YOKOSUKA ARTS THEATRE

上村文乃チェロ・リサイタル 本人が語る「ここが聴きどころ」

 今回のプログラムは前半を王道クラシック、メインにショスタコーヴィチのソナタという大曲を置き、その2つの世界を繋ぐ小品類を間に構成しました。

 前半のバッハ、ボッケリーニ、ベートーヴェンはチェリストにとっての『3大B』と申しても過言でない程、技術的にも音楽的にもチェロの歴史に大きな影響を与えた作曲家です。
 あたたかい音色、人の声と同じと言われる音域の広さ、そしてお客様と真正面から向き合う弾き姿からも、チェロという楽器は、特に人間と親和性の高い楽器だと思います。その魅力を存分にお感じいただけたら幸いです。

 休憩を挟んで、サン=サーンスの白鳥、日本人作曲家から2作品、そしてピアソラでふっと肩の力を抜いていただいて、フィナーレの前にエトヴェシュです。
 この作品は、日本の平安時代に書かれた「更級日記」という回想録のテキストを読み上げながら演奏します。言葉と音楽は密接な関わりがあると常に思いますが、日本語の詩を読む事によってその境目がおぼろげになるような感覚があるかもしれません。

保存記録.
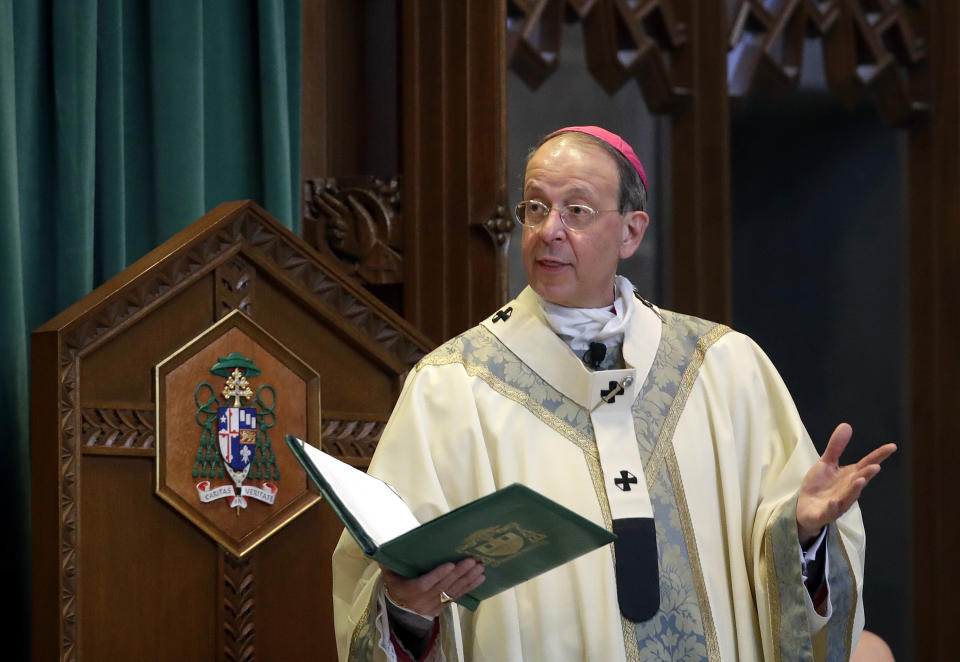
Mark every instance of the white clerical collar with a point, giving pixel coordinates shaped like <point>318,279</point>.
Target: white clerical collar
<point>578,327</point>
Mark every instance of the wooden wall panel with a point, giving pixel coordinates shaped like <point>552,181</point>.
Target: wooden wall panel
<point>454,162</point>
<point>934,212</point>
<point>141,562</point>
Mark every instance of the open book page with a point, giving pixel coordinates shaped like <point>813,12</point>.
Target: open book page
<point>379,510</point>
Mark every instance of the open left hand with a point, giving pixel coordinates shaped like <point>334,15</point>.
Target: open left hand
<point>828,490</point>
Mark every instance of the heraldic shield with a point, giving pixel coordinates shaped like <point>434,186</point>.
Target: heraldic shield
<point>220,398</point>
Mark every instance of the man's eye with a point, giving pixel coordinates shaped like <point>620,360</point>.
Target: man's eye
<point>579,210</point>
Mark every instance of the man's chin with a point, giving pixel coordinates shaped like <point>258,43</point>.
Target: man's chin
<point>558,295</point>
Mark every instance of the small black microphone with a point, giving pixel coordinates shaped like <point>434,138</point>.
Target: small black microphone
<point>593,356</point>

実施課題.
1/ チェロ・リサイタルの紹介文について、以下の問いにお答えください。
(a) 前半に演奏される作曲家は誰ですか。
(b) プログラムのメインに置かれているのは、どの作曲家の何という曲ですか。
(c) エトヴェシュの作品では、何のテキストを読み上げながら演奏しますか。
2/ チェロ・リサイタルの紹介文のうち、「YOKOSUKA ARTS THEATRE」から「お感じいただけたら幸いです。」までを一字一句違えずに書き写してください。

回答.
1/
(a) バッハ、ボッケリーニ、ベートーヴェン
(b) ショスタコーヴィチのソナタ
(c) 日本の平安時代に書かれた「更級日記」という回想録のテキスト

2/
YOKOSUKA ARTS THEATRE

上村文乃チェロ・リサイタル 本人が語る「ここが聴きどころ」

 今回のプログラムは前半を王道クラシック、メインにショスタコーヴィチのソナタという大曲を置き、その2つの世界を繋ぐ小品類を間に構成しました。

 前半のバッハ、ボッケリーニ、ベートーヴェンはチェリストにとっての『3大B』と申しても過言でない程、技術的にも音楽的にもチェロの歴史に大きな影響を与えた作曲家です。
 あたたかい音色、人の声と同じと言われる音域の広さ、そしてお客様と真正面から向き合う弾き姿からも、チェロという楽器は、特に人間と親和性の高い楽器だと思います。その魅力を存分にお感じいただけたら幸いです。